* [Your goal] From the first line of the data below, repeat each line exactly until you reach the line with "Would you be so kind as to mark the woman's dark"; include that line too.

* [Materials provided]
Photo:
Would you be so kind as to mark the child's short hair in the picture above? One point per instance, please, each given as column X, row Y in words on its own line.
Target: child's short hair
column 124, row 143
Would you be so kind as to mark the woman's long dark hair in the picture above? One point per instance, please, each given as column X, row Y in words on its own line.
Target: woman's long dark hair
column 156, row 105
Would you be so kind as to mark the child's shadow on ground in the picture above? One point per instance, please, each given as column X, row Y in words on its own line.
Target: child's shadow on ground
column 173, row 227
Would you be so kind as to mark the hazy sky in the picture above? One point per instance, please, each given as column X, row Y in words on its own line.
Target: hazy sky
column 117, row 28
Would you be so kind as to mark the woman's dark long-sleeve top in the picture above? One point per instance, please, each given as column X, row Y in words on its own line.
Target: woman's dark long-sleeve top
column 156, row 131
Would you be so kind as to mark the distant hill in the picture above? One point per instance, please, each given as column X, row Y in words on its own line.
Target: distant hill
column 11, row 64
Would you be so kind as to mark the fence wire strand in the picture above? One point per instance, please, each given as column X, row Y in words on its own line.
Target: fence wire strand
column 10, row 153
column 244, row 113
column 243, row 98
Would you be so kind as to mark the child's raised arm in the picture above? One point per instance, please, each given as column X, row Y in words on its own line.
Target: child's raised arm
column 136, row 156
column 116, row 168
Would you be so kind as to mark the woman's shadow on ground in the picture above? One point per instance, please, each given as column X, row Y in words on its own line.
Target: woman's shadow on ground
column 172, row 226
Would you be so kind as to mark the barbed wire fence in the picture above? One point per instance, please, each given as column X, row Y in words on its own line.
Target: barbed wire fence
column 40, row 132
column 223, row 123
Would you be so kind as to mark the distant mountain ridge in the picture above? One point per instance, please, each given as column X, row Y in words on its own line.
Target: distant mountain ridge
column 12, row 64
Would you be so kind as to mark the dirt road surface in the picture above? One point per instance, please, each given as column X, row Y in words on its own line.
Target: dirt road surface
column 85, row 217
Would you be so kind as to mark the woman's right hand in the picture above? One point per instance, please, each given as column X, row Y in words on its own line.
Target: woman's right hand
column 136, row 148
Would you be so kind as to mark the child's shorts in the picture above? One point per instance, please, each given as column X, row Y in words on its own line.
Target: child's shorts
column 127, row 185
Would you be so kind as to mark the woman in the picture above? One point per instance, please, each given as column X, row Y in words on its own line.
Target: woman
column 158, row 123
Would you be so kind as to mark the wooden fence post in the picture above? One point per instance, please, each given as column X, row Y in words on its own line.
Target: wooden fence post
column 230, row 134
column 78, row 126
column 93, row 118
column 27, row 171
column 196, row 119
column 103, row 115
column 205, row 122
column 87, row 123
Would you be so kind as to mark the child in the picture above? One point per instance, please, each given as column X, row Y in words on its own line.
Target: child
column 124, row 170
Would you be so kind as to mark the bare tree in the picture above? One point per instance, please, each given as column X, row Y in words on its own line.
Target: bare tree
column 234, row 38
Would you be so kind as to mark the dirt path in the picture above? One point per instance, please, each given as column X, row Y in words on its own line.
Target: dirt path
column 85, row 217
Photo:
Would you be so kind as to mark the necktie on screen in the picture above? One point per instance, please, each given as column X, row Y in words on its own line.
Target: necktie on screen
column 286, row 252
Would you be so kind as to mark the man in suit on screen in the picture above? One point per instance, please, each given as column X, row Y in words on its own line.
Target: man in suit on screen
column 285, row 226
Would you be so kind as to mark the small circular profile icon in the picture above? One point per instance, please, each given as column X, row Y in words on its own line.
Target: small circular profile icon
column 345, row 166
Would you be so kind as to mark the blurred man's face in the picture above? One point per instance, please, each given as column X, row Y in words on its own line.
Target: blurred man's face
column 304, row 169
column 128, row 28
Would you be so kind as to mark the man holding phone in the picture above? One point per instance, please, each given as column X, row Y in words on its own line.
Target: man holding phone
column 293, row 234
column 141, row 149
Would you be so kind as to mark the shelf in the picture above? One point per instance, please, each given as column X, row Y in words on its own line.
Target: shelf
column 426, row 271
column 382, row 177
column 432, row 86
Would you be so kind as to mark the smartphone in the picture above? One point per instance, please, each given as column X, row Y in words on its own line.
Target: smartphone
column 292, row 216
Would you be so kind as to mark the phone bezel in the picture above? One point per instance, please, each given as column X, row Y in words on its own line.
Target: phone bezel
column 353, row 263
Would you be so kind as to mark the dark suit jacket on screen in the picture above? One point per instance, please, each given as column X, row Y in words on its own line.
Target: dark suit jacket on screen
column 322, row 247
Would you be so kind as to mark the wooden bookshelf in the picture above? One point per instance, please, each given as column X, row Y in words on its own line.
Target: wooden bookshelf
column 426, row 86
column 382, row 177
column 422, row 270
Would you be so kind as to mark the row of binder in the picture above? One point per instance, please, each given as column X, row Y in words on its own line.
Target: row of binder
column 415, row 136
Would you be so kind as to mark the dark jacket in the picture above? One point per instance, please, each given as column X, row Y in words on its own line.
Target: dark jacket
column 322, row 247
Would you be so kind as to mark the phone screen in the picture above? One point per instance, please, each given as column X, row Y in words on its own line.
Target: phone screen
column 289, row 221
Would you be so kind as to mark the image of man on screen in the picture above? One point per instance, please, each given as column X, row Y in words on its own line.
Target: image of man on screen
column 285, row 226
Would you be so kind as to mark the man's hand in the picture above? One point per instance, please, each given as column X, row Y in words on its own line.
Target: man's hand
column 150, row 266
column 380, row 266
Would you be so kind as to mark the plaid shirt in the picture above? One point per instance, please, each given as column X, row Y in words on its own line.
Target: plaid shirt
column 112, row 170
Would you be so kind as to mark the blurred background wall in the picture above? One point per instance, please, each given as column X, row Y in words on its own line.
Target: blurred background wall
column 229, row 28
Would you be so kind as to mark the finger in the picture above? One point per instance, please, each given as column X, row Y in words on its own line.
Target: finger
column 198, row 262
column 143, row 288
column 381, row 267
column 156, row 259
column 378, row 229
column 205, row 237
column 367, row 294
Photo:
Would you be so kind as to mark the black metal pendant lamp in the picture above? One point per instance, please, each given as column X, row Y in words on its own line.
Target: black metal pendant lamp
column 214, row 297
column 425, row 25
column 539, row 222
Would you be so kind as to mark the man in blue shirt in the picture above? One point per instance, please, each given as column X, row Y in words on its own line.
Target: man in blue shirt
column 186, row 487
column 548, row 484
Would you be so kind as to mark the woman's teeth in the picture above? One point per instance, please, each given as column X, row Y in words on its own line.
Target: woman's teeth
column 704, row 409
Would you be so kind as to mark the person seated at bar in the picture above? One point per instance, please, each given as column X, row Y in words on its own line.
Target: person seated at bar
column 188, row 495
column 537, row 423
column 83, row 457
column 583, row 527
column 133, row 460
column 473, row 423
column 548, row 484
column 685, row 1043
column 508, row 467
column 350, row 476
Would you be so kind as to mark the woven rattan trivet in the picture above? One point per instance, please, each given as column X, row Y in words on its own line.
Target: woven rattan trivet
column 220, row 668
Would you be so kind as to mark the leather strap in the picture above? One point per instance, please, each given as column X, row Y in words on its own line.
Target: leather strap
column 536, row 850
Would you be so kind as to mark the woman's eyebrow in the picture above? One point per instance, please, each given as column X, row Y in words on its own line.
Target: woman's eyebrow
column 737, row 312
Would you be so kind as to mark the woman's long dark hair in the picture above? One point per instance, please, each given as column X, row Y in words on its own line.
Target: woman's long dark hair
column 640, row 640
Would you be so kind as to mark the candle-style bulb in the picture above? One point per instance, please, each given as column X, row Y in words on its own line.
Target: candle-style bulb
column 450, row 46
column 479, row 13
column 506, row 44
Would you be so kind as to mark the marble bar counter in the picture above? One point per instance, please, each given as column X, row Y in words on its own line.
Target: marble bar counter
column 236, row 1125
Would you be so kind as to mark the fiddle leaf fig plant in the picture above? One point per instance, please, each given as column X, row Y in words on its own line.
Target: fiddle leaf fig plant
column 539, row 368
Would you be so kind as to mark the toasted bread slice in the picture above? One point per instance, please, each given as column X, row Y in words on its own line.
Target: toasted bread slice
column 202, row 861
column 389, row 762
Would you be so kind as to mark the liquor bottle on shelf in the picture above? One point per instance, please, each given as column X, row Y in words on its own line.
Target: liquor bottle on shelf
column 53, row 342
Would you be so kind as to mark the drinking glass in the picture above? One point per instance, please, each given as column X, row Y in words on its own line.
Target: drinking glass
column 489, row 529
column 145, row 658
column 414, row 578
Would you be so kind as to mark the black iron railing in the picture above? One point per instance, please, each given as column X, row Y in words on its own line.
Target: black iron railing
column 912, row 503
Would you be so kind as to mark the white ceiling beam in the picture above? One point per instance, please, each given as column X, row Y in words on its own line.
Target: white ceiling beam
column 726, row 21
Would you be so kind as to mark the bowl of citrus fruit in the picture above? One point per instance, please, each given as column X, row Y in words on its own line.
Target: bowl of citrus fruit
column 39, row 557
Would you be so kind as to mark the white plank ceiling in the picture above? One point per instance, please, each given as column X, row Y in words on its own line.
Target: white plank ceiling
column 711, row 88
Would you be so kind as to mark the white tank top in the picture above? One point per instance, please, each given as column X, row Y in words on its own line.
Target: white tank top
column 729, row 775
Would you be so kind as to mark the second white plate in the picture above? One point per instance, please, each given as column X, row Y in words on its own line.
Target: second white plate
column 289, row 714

* [Task answer]
Photo:
Would you be so kind as to mark the child's short hair in the picture above? One point per instance, please, each given as column X, row Y in words on its own line.
Target: child's short hair
column 124, row 143
Would you be so kind as to mark the woman's long dark hair in the picture above? One point per instance, please, each given as column X, row Y in words on its own line.
Target: woman's long dark hair
column 156, row 105
Would you be so kind as to mark the child's shadow on ground in the picture above? One point per instance, please, each given as column X, row Y in words on its own line.
Target: child's shadow on ground
column 173, row 227
Would you be so kind as to mark the hazy sky in the picture above? One point per instance, please, each given as column X, row Y in words on its own line.
Target: hazy sky
column 117, row 28
Would you be so kind as to mark the woman's dark long-sleeve top in the picture above? One point per instance, please, each given as column X, row Y in words on its own line.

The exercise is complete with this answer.